Girls' school in Bristol, England

Badminton School is a private boarding and day school for girls aged 3 to 18 years situated in Westbury-on-Trym, Bristol, England. Named after Badminton House in Clifton, Bristol, where it was founded, the school has been located at its current site since 1924 and consistently performs well in the government's league tables, particularly at A-Level.
In 2008 the school was ranked third in the Financial Times top 1,000 schools.
In the 2023 A-Levels, the school saw 48.5% of its candidates score A*/A.

According to the Good Schools Guide, "The secret of the school's success is in its size and a good deal of individual attention."

== School history ==

Miriam Badock established a school for girls in 1858 at Badminton House in Clifton, Bristol. By 1898 it had become known as Miss Bartlett's School for Young Ladies.

The school developed a broad curriculum, and extracurricular activities, including sports, were encouraged which was unusual for the time. The school grew steadily in size, and in 1924 moved to the present site, under the headship of Beatrice May Baker (1876–1973). Baker, known as BMB, was fundamental in shaping Badminton's ethos and had a deep personal influence on individual pupils.
She encouraged the girls to be aware of world affairs and internationalism. A pioneer in many educational fields, she established Badminton as a much-admired progressive school. She insisted on the rights of young people to freedom of expression and encouraged a questioning approach to learning: "in chapel 'Jesus often had to share the stage with Lenin'". The international outlook she pioneered continues today.

EXERCISE SET:
1/ According to the Badminton School text, in what year did the school move to its present site?
2/ Continue the Badminton School text from the point where it stops.

(Image point grounding data)

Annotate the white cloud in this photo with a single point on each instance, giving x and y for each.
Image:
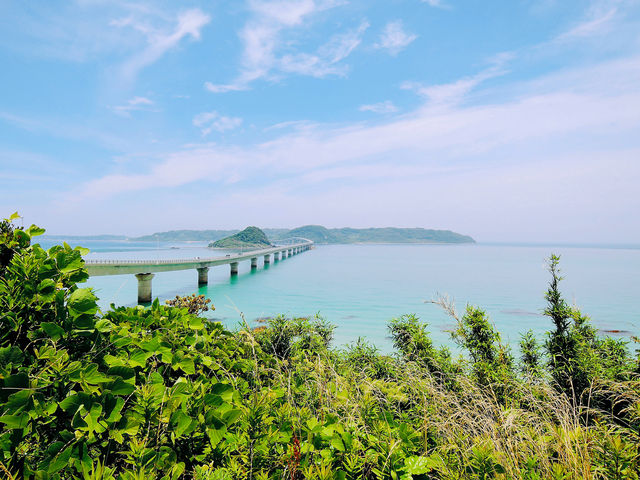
(188, 23)
(135, 103)
(598, 22)
(454, 92)
(262, 37)
(210, 121)
(434, 3)
(542, 122)
(394, 39)
(381, 107)
(325, 61)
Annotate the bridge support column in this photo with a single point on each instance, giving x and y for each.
(144, 287)
(203, 276)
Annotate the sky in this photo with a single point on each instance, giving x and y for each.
(507, 120)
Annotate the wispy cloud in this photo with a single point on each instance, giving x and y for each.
(326, 60)
(428, 137)
(434, 3)
(133, 104)
(394, 38)
(188, 23)
(381, 107)
(455, 92)
(598, 23)
(210, 121)
(262, 36)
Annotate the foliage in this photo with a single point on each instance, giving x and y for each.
(160, 393)
(577, 356)
(195, 304)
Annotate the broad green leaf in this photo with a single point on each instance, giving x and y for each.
(139, 358)
(17, 400)
(231, 416)
(54, 331)
(34, 231)
(224, 390)
(120, 387)
(11, 355)
(15, 421)
(181, 421)
(122, 371)
(82, 301)
(187, 366)
(61, 460)
(337, 443)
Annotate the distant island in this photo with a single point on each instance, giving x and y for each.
(321, 235)
(317, 233)
(250, 237)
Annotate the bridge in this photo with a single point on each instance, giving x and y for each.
(144, 269)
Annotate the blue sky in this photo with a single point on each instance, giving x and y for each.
(508, 120)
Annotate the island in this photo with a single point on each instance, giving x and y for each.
(250, 237)
(321, 235)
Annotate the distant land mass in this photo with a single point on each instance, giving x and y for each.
(250, 237)
(317, 233)
(320, 234)
(202, 235)
(323, 235)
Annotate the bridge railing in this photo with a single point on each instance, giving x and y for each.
(91, 261)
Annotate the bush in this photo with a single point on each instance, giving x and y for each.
(159, 393)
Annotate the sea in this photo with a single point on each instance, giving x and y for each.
(360, 288)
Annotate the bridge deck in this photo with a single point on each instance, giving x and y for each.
(122, 267)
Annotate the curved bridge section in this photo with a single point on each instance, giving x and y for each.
(144, 269)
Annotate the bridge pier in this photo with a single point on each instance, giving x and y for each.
(144, 287)
(203, 276)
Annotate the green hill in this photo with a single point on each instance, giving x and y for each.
(250, 237)
(321, 234)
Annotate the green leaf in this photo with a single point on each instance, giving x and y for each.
(11, 355)
(61, 460)
(337, 443)
(182, 422)
(139, 358)
(121, 371)
(15, 421)
(54, 331)
(47, 288)
(120, 387)
(224, 390)
(82, 301)
(104, 326)
(215, 435)
(34, 231)
(187, 366)
(230, 416)
(17, 400)
(71, 403)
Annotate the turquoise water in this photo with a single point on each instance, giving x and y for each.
(360, 287)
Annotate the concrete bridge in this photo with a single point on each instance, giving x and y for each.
(144, 269)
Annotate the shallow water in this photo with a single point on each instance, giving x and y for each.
(360, 287)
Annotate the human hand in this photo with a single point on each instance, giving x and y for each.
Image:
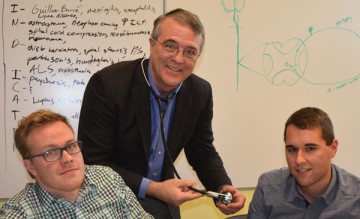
(173, 191)
(236, 204)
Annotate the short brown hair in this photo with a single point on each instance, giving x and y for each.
(312, 117)
(183, 17)
(35, 120)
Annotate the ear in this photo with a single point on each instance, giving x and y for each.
(29, 166)
(151, 41)
(333, 147)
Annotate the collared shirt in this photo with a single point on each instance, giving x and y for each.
(276, 196)
(157, 149)
(104, 194)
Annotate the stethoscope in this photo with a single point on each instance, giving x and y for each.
(226, 197)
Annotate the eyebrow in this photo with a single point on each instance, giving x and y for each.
(187, 47)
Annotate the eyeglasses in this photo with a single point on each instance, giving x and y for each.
(173, 48)
(56, 154)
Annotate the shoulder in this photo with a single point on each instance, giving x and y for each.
(349, 183)
(17, 205)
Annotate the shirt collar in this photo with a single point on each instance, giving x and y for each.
(152, 84)
(88, 188)
(328, 195)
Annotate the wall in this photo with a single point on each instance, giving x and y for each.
(50, 50)
(265, 59)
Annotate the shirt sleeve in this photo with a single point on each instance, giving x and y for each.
(143, 187)
(257, 205)
(11, 212)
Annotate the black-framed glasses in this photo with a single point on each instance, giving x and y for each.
(56, 154)
(173, 48)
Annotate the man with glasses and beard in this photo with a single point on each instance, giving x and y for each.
(65, 187)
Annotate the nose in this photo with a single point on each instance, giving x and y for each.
(178, 56)
(300, 157)
(66, 157)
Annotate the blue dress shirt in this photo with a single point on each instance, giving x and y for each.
(157, 149)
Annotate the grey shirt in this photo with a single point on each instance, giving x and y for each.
(276, 196)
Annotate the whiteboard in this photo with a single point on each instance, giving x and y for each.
(266, 59)
(49, 51)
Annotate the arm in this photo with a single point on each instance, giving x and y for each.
(257, 204)
(9, 211)
(100, 127)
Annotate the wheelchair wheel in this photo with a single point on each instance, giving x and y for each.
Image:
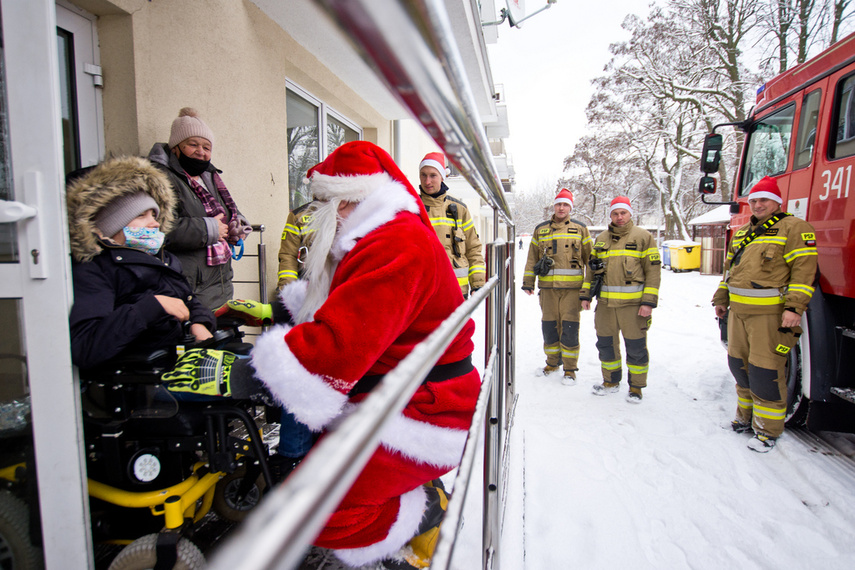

RESPONSE LIST:
1/ 1924

2/
In 1958, the school celebrated its centenary with the opening of a new Science Centre by Countess Mountbatten of Burma. Dame Sybil Thorndike was president of the school at that time, and a new cantata called "The Crown of the Year" by Michael Tippett was specially commissioned to mark the event.

By the late 1960s, the progressive aspects of the school had all but vanished (Royston Lambert speech at Exeter University, 19 November 1971) and it had become a standard independent academic school.

== Old Badmintonians ==

Alumnae of the school are known as Old Badmintonians.

- Claire Bloom – actress
- Midge Bruford – (9 April 1902 – 1958)
- Mary Fedden – artist
- Indira Gandhi – Prime Minister of India
- Princess Haya Bint Al Hussein – daughter of King Hussein I of Jordan
- Jenny Joseph – poet
- Charlotte Leslie – Conservative Party MP for Bristol North West, 2010–2017
- Phyllida Law – actress
- Dame Iris Murdoch – writer
- Rosamund Pike – actress
- Unity Spencer (1930–2017), British artist
- Shirley Teed – artist
- Polly Toynbee – journalist
- Shirley Hopkins Civil – musician , French Horn, Wagner Tuba specialist. Born 1933.